Your task.
Locate the line that contains "Place a pin on every instance of the white railing". Copy it and every following line through the end of the records, exactly, and include nothing else.

Entries.

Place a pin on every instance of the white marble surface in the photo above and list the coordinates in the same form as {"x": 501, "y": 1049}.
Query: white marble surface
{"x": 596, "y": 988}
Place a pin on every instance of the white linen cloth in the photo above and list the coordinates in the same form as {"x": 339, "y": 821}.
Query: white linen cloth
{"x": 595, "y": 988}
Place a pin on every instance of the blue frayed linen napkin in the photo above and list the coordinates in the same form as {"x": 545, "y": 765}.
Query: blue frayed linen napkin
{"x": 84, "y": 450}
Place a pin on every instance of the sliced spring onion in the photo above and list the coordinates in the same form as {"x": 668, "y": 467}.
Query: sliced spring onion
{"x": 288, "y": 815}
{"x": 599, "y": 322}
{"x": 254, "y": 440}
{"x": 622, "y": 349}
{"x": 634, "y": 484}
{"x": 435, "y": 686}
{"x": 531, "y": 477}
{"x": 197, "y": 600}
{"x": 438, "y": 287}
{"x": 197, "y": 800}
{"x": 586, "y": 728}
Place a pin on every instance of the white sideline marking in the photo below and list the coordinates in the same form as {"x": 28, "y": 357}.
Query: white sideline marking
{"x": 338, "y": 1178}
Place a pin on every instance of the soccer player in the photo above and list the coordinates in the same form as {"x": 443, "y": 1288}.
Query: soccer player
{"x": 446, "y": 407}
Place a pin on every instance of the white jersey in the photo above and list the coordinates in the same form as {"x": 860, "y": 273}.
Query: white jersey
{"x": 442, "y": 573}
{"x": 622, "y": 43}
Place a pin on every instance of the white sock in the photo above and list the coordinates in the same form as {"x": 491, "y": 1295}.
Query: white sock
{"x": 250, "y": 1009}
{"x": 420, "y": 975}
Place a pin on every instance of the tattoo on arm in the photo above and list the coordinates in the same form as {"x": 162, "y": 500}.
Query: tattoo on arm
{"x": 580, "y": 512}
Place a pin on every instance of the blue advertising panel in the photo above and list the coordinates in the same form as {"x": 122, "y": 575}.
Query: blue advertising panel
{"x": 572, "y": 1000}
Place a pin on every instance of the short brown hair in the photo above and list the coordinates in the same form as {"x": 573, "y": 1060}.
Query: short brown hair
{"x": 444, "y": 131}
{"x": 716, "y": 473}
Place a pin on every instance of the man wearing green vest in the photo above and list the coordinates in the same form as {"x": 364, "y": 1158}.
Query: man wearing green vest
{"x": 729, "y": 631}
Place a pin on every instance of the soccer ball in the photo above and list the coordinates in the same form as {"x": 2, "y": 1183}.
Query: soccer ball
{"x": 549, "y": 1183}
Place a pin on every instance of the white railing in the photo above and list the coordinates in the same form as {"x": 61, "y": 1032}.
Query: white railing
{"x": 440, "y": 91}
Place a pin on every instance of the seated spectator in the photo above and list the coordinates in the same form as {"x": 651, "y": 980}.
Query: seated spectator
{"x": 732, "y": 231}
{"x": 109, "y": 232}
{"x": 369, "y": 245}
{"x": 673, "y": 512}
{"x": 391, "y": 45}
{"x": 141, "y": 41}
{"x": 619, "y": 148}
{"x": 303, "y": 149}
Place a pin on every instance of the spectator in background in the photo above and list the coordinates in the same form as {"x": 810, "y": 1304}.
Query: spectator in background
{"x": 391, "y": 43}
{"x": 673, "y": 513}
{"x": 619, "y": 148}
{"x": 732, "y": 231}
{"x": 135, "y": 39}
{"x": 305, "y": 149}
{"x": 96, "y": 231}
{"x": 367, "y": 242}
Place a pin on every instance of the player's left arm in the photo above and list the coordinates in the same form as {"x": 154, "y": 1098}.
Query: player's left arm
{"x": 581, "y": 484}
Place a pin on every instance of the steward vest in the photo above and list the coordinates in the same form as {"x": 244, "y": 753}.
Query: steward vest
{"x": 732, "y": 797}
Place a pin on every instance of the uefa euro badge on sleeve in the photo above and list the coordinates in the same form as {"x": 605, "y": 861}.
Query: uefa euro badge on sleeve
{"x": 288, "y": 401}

The result.
Place a pin on every instance of the white railing in the photo above and list the coordinates in the same form as {"x": 61, "y": 1032}.
Query: white railing
{"x": 440, "y": 91}
Place a pin on every instance of the seated spectator in the photo above and list the coordinates in the same form as {"x": 651, "y": 980}.
Query: seated spectator
{"x": 732, "y": 231}
{"x": 109, "y": 232}
{"x": 369, "y": 245}
{"x": 673, "y": 512}
{"x": 391, "y": 45}
{"x": 141, "y": 41}
{"x": 619, "y": 148}
{"x": 303, "y": 149}
Place a pin on every instance of the spectator in background in the photo above and list the coordinates in the same form as {"x": 810, "y": 1304}.
Query: spectator in background
{"x": 391, "y": 43}
{"x": 673, "y": 513}
{"x": 619, "y": 148}
{"x": 732, "y": 231}
{"x": 135, "y": 39}
{"x": 305, "y": 149}
{"x": 96, "y": 231}
{"x": 367, "y": 242}
Place a pin on every instance of the player's left arm in the photo above and list the coordinates in the same form as {"x": 154, "y": 1098}.
Query: player's left arm
{"x": 581, "y": 484}
Place a pin on every instance of the steward vest in the photo above and list the coordinates in the same form as {"x": 244, "y": 753}.
Query: steward vest
{"x": 732, "y": 797}
Place a pin on every instance of the uefa euro badge on sleeve in the photo above and list the coordinates in the same form as {"x": 605, "y": 861}.
Query: uefa euro badge on sleeve
{"x": 288, "y": 401}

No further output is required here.